____ DATASET ROWS

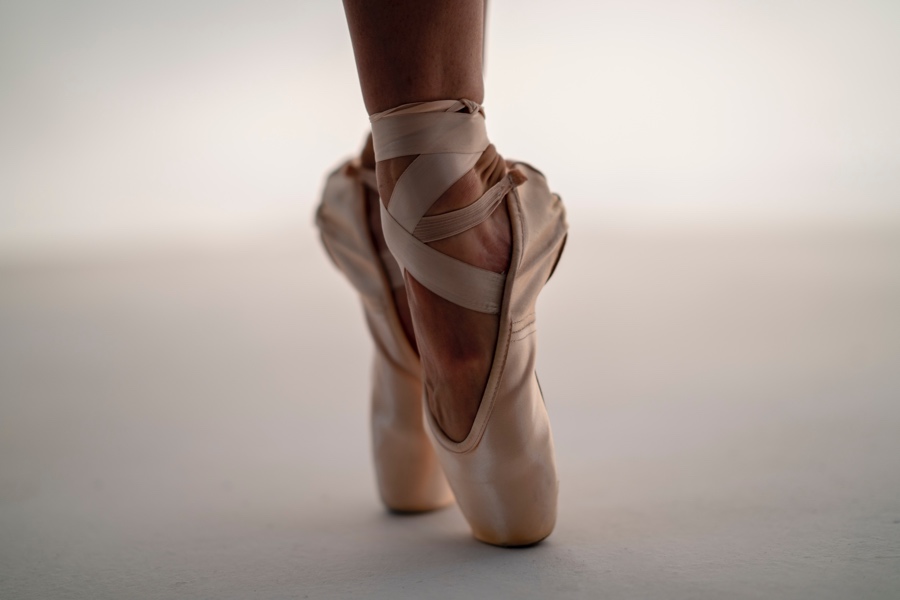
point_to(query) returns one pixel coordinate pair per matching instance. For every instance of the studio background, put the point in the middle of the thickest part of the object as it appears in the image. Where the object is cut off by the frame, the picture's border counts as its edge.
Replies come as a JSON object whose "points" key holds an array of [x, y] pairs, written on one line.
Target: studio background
{"points": [[183, 376]]}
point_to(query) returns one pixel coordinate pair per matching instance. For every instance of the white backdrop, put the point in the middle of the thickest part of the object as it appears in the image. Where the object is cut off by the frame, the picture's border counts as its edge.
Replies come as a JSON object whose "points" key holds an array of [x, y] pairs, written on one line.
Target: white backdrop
{"points": [[138, 121]]}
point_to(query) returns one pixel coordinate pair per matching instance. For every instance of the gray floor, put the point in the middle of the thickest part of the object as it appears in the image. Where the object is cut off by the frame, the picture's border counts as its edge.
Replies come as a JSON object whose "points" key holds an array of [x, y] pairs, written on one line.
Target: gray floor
{"points": [[726, 409]]}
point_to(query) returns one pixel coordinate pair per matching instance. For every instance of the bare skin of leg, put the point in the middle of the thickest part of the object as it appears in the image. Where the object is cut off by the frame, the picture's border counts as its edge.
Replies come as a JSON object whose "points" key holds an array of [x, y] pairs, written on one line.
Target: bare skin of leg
{"points": [[413, 51]]}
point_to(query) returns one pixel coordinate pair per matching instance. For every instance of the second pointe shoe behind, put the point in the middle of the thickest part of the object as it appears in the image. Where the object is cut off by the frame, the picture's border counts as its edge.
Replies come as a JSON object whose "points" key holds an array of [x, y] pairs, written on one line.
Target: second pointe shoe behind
{"points": [[408, 474], [503, 473]]}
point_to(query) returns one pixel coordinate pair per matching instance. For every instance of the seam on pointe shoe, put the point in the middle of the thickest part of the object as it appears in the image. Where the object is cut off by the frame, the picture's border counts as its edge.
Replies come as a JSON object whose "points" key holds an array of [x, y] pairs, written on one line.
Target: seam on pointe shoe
{"points": [[476, 433]]}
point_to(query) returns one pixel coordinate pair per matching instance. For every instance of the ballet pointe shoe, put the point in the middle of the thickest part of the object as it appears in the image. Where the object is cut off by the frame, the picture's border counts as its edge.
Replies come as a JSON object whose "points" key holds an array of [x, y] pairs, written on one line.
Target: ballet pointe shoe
{"points": [[408, 473], [503, 472]]}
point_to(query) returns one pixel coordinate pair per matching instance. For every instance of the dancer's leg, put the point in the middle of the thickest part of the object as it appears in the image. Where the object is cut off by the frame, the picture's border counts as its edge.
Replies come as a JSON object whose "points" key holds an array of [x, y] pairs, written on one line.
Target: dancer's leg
{"points": [[412, 51]]}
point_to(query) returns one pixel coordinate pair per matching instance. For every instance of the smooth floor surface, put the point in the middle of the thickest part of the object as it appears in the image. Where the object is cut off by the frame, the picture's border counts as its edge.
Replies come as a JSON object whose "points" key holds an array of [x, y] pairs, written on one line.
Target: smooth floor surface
{"points": [[193, 424]]}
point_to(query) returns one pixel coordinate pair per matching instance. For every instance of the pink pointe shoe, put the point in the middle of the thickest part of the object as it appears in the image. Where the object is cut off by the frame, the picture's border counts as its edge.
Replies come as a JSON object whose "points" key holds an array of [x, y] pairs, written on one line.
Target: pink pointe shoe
{"points": [[409, 476], [503, 473]]}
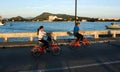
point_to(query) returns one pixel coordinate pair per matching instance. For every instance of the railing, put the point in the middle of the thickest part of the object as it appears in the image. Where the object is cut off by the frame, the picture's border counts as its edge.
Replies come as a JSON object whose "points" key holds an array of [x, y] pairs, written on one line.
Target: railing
{"points": [[31, 35]]}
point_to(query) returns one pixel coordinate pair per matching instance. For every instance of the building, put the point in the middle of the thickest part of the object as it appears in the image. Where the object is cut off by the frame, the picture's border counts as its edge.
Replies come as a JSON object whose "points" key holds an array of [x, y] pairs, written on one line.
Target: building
{"points": [[0, 18], [51, 18]]}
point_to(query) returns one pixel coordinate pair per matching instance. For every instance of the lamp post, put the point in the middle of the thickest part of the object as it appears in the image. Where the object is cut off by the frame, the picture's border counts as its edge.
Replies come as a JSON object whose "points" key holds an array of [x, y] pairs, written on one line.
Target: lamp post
{"points": [[75, 11]]}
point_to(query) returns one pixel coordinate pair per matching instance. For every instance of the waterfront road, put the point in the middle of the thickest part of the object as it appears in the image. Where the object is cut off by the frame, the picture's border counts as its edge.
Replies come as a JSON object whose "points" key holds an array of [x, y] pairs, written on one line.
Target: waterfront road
{"points": [[98, 57]]}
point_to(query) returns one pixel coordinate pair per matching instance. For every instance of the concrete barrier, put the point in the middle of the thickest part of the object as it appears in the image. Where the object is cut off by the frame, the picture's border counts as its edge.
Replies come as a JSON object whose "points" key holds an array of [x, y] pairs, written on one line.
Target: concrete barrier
{"points": [[31, 35]]}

________

Restate the whole listing above exactly, please, omitting every image.

• _WRITTEN RESPONSE_:
point_to(query) returns one pixel coordinate pair per matching instance. For every instance of the studio background, put the point in the middle of the thickest part of the object as it appears in the image. Where the object is cut off by the frame, the picture's border counts as its edge.
Replies come as a JSON object whose "points" key holds an array of [x, y] pairs, written on one line.
Target: studio background
{"points": [[183, 376]]}
point_to(query) returns one pixel coordinate pair per matching instance. For every instance of the white backdrop, put the point in the middle of the thickest part of the object as it appears in the image. Where the object is cut off by the frame, the picture's border counts as its edge.
Replies come as a JSON object whose "points" key holds an array of [x, y] pairs, written on one line.
Target: white backdrop
{"points": [[138, 121]]}
point_to(query) returns one pixel coordinate pair per matching instance. For every instance of the gray floor, put the point in the middle of the thickest part of the object as it appears in the image. Where the object is cut off by the frame, the picture's border counts as its edge.
Replies come as a JSON object whose "points" key holds an array of [x, y] pairs, written on one line.
Target: gray floor
{"points": [[726, 409]]}
point_to(query) returns one pixel coordinate pair per matching instance. For every instance of the bare skin of leg, put the point in the middle of the thickest part of the object as it appears in the image. Where the object is cut off by the frame, the picture's border counts as its edge.
Replies come as a JSON object whose "points" key holds an array of [x, y] pairs, written on one line.
Target: bare skin of leg
{"points": [[413, 51]]}
point_to(query) returns one pixel coordinate pair per matching instance. For every instance of the second pointe shoe behind, put the point in the middle of the thickest part of the object as it appears in the image. Where the object is cut off by the frame, the picture's border counts as its edge.
Replies come as a JSON object whose "points" key holds an array of [x, y] pairs, written on one line.
Target: second pointe shoe behind
{"points": [[408, 474], [503, 473]]}
point_to(query) returns one pixel coordinate pair per matching instance. For every instance of the seam on pointe shoe, put the point in the middle of the thickest part of the object as it appears in the image. Where the object is cut off by the frame, the picture's border counts as its edge.
Replies come as a JSON object whose "points" key holds an array of [x, y] pairs, written on one line.
Target: seam on pointe shoe
{"points": [[476, 433]]}
point_to(query) returns one pixel coordinate pair per matching instance. For every instance of the ballet pointe shoe, put the point in the middle of the thickest part of the object as it appears in the image. Where the object is cut off by the frame, the picture's border counts as its edge.
Replies come as a JSON object whose "points" key holds an array of [x, y] pairs, written on one line.
Target: ballet pointe shoe
{"points": [[408, 473], [503, 472]]}
point_to(query) returns one pixel coordinate pair per matching instance. For every instance of the dancer's leg, put the point in the middle of the thickest part of the object as it appears in the image. Where the object is cut off by the frame, the picture's border counts as its edge.
Replies come as a JSON object whose "points" key holds an array of [x, y] pairs, written on one line.
Target: dancer's leg
{"points": [[412, 51]]}
point_to(query) returns one pixel coordinate pair per matching instance. For every instance of the smooth floor surface, put the point in the middle of the thickest part of the object as it appears in the image. Where the object is cut off by the frame, the picture's border counts as its edge.
Replies come as a JSON object whose "points" key holds an array of [x, y] pairs, written on one line.
Target: smooth floor surface
{"points": [[193, 424]]}
point_to(query) returns one pixel coordinate pair per matching instance. For every instance of the pink pointe shoe, put the point in the middle of the thickest part of the object as it appears in the image. Where the object is cut off by the frame, the picture's border counts as its edge.
Replies come as a JSON object whose "points" key holds an array of [x, y] pairs, written on one line.
Target: pink pointe shoe
{"points": [[409, 476], [503, 473]]}
point_to(query) returns one pixel coordinate pair per matching instance. For every instance of the railing, put the point in the middle of the thickest part of the object as it appears in the image. Where the object is cut off by the frame, the picture's border counts as its edge.
Replies come as a JSON object whose "points" key holds an array of [x, y] pairs, written on one line.
Target: railing
{"points": [[31, 35]]}
point_to(query) returns one pixel coordinate pair per matching instance. For every instance of the building, put the point in the middle of the thickest part of the object as it appears in the image. Where the object is cut off by the frame, the picture's border counts as its edge.
Replies come as a JSON object whose "points" key holds an array of [x, y] pairs, written on one line.
Target: building
{"points": [[0, 18], [51, 18]]}
point_to(query) returns one pixel coordinate pair per matching instance. For every instance of the lamp post, put the point in the middle of the thickest part of the object as it appears in the image. Where the object is cut off by the frame, the picture's border counts as its edge.
Replies come as a JSON object whose "points" key holds an array of [x, y] pairs, written on one line.
Target: lamp post
{"points": [[75, 11]]}
point_to(query) returns one pixel coordinate pair per matching instance. For every instance of the waterfront road, put the point in the middle of the thickest part of the object as it appears in the image. Where the object is cut off by the frame, the picture's border counts as its edge.
Replies come as a JSON object whose "points" key holds an array of [x, y] pairs, written on one line.
Target: waterfront road
{"points": [[98, 57]]}
point_to(query) returns one pixel coordinate pair per matching instance. For every instance of the concrete barrier, put the point in the middle of the thickest part of the object as it appears in the image. Where the object is cut off by the frame, the picture's border counts as its edge.
Replies come as a JSON object whose "points" key holds an array of [x, y] pairs, written on one line.
Target: concrete barrier
{"points": [[31, 35]]}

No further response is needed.